À Salé, une femme agressée et percutée par un véhicule relance l’indignation. L’association ATEC dénonce l’inaction et déploie ses outils pour défendre les femmes dans l’espace public.
La scène circule partout sur les réseaux : une femme agressée en plein jour à Salé et ensuite percutée par un véhicule dont le conducteur n’a même pas daigné s’arrêter. Un énième épisode qui vient rappeler une réalité accablante : l’espace public reste un lieu de danger pour les femmes.
Face à ces violences, certaines associations s’organisent. À Casablanca, l’ATEC (Tahadi pour l’Égalité et la Citoyenneté) agit sur plusieurs fronts. « Ce genre d’agression ne peut plus être considéré comme un fait divers. Nous avons immédiatement pris contact avec des ONG locales pour assurer la prise en charge de la victime», explique Bouchra Abdou, sa Présidente.
Le groupe n’en est pas à son premier combat. Depuis sa création, il milite pour des politiques plus protectrices et une réelle égalité d’accès à l’espace public. L’association dispose à ce titre de deux centres d’écoute, l’un dédié aux violences en général, l’autre à la violence numérique. Elle propose un accompagnement juridique et psychologique aux victimes, tout en menant un travail de fond auprès des jeunes en milieu scolaire et universitaire.
« Nous voulons que les manuels scolaires enseignent les principes des droits humains. L’éducation est un rempart essentiel contre le harcèlement et les violences sexistes », insiste Bouchra Abdou. Pour elle, le problème est systémique. « Nous sommes dans un pays conservateur, mais cela ne doit pas justifier l’impunité. Nos revendications portent sur la démocratie, l’égalité, un État de droit qui protège les femmes, partout. »

● Données fournies

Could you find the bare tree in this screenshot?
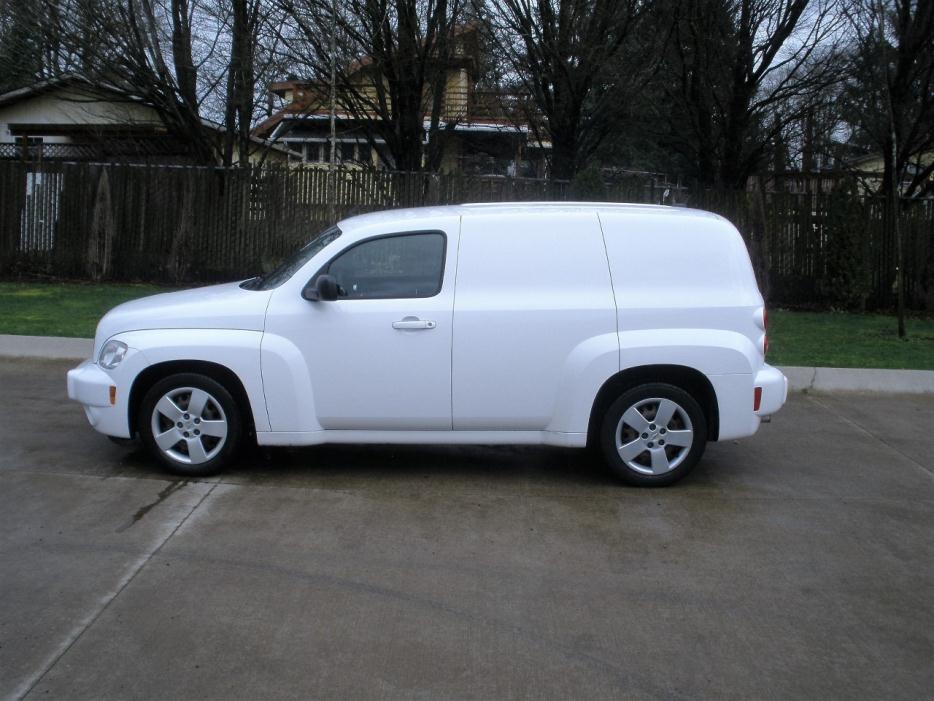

● Consigne à suivre
Traduisez en anglais cette phrase de l'extrait : « Depuis sa création, il milite pour des politiques plus protectrices et une réelle égalité d’accès à l’espace public. » Appuyez-vous uniquement sur l'extrait.

● Réponse correcte
Since its founding, it has been campaigning for more protective policies and genuinely equal access to public space.